Task instructions | Find "Tag a point on every instance of the highway" in the data below; transcribe the line it appears on and each line after it, exactly, to the end, and nothing else.

Location identification entries |
————

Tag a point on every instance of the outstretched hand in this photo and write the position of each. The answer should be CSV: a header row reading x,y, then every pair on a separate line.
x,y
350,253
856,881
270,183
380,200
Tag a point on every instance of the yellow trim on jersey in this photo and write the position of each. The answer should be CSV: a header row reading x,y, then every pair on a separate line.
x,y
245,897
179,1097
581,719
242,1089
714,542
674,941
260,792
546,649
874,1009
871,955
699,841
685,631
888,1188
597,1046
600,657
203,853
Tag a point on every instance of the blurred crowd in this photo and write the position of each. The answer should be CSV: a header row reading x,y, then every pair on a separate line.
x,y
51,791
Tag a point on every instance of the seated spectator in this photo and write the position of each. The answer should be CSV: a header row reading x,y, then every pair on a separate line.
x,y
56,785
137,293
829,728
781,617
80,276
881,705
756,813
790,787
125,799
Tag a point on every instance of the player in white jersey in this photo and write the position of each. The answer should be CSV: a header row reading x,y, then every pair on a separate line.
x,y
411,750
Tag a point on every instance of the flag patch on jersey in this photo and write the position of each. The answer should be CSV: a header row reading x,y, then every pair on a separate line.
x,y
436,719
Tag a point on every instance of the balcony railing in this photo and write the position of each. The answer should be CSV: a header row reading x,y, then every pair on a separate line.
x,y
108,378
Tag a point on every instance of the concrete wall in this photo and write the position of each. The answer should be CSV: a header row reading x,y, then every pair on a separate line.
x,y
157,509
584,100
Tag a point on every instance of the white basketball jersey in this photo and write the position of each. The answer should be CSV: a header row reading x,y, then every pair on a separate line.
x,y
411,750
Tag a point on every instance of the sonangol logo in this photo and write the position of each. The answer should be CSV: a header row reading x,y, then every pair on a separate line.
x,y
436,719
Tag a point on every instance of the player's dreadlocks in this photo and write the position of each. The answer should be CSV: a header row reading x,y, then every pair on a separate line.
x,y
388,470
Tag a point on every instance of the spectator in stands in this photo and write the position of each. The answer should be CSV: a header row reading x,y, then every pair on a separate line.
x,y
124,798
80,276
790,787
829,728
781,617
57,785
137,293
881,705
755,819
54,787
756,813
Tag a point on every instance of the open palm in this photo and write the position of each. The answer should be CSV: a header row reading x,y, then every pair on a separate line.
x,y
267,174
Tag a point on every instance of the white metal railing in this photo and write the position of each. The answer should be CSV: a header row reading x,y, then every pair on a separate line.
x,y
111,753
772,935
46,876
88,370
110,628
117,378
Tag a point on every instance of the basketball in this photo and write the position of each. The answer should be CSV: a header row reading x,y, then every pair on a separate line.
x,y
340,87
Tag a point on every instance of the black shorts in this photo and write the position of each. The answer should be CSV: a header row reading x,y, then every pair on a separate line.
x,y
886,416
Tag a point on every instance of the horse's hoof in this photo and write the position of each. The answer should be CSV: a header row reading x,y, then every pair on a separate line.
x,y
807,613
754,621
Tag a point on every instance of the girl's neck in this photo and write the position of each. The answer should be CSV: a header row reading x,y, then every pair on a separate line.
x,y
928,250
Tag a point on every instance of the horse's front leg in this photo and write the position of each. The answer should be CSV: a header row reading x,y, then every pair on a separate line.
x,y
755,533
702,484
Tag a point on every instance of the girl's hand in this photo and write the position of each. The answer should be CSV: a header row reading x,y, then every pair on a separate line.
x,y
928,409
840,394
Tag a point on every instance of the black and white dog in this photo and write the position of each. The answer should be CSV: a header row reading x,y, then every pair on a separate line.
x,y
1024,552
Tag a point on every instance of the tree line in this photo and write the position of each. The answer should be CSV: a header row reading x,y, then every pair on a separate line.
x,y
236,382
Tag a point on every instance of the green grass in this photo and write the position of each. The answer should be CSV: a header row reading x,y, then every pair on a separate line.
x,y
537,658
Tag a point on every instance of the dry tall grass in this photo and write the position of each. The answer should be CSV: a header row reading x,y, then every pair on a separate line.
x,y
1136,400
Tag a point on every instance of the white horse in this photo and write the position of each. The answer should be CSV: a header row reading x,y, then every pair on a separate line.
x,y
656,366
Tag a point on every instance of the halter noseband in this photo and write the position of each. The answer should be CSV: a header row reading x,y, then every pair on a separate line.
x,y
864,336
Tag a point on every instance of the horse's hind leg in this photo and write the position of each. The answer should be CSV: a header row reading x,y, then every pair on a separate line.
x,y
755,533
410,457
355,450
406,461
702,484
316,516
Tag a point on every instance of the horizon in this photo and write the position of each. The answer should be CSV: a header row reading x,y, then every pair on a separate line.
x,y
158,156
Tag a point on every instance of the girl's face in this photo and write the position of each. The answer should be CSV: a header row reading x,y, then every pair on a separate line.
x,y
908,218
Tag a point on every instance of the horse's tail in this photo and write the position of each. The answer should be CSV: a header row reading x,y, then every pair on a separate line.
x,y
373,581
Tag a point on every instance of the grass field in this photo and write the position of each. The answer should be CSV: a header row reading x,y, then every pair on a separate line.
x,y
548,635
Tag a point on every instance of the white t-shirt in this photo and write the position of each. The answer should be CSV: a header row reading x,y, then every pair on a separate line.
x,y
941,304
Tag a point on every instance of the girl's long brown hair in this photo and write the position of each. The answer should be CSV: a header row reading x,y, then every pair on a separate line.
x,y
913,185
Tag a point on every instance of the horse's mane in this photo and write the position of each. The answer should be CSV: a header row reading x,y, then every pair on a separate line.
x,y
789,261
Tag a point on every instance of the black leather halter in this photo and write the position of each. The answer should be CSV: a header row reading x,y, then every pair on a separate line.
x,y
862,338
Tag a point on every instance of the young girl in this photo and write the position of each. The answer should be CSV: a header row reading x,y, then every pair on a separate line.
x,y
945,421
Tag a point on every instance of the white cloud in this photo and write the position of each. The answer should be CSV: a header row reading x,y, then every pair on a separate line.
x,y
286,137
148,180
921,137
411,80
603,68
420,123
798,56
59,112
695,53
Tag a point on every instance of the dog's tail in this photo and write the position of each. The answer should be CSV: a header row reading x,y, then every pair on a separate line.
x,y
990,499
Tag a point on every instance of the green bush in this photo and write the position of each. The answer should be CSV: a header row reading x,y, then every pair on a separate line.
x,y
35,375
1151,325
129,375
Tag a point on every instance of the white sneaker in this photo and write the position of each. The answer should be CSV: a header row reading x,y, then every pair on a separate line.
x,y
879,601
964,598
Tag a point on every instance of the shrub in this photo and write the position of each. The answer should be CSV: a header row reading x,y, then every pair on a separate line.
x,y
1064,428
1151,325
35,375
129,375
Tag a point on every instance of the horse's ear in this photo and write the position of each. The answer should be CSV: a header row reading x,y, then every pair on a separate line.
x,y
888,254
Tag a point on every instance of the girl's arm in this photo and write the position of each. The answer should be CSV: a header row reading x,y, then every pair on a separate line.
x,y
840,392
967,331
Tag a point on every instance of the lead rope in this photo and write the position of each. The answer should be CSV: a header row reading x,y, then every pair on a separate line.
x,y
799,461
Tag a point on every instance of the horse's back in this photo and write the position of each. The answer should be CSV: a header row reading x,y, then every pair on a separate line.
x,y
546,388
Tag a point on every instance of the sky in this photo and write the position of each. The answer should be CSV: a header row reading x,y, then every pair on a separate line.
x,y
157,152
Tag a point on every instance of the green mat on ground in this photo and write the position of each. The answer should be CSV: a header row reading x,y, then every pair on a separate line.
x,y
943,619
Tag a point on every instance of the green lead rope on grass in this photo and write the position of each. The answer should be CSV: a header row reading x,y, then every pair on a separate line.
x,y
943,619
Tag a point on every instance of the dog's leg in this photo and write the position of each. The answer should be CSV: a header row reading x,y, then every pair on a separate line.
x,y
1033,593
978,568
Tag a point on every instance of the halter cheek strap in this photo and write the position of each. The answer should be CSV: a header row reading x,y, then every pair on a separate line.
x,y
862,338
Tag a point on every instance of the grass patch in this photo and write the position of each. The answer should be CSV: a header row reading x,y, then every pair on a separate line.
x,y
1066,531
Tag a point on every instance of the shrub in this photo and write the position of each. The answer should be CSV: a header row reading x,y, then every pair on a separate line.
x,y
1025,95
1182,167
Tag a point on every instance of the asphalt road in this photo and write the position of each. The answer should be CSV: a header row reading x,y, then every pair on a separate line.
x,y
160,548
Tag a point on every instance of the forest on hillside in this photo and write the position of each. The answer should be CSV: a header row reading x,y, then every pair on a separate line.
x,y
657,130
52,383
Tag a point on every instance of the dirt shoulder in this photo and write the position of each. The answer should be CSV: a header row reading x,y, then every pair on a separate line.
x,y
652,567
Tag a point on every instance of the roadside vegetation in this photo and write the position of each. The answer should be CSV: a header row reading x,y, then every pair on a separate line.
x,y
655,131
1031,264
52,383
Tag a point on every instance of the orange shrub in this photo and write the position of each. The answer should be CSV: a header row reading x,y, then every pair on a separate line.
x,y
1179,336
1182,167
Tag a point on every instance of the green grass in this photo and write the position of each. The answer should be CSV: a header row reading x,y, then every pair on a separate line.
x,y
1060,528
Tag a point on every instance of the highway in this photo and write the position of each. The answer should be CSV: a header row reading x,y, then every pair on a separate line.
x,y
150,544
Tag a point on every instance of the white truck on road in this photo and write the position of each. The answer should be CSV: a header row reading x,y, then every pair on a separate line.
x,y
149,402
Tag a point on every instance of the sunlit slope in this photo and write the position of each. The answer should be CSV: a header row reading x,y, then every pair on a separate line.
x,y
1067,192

————

Exercise response |
Tag a point on every instance of the highway in this photo and write the position of each. The answer should be CSV: a header row reading x,y, then every pair on a separate line.
x,y
150,544
Tag a point on every instance of the white truck on road in this photo and write the position of each. The answer should be CSV: a header row reading x,y, then every pair on a separate line.
x,y
149,402
Tag a point on every instance of the sunlit slope in this photo and write the position of each. The answer should be CSV: a header row reading x,y, then every pair on a separate line.
x,y
1067,192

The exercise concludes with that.